### Activity
Please set down the data word for word; images do not go in the copy.
╭─ Extracted entries
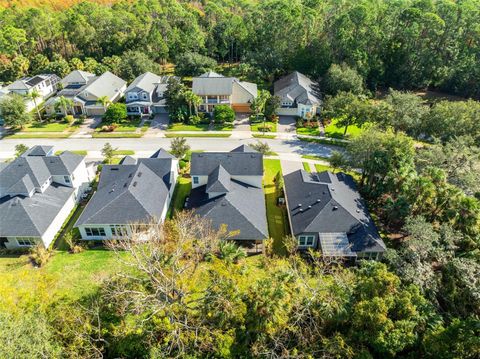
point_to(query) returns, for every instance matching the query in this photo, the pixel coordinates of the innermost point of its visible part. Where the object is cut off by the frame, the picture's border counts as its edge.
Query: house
(132, 192)
(297, 96)
(38, 190)
(145, 94)
(44, 84)
(326, 212)
(84, 90)
(215, 89)
(227, 189)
╰─
### Exercise solution
point_to(query) returns, for every instance matching the query in this photo, the pixel coordinates of the innermost point of its visible part. Where the object is cut off by the frame, the picture's border counts as its edge.
Query: house
(132, 192)
(297, 96)
(38, 190)
(145, 94)
(44, 84)
(326, 212)
(84, 90)
(215, 89)
(227, 189)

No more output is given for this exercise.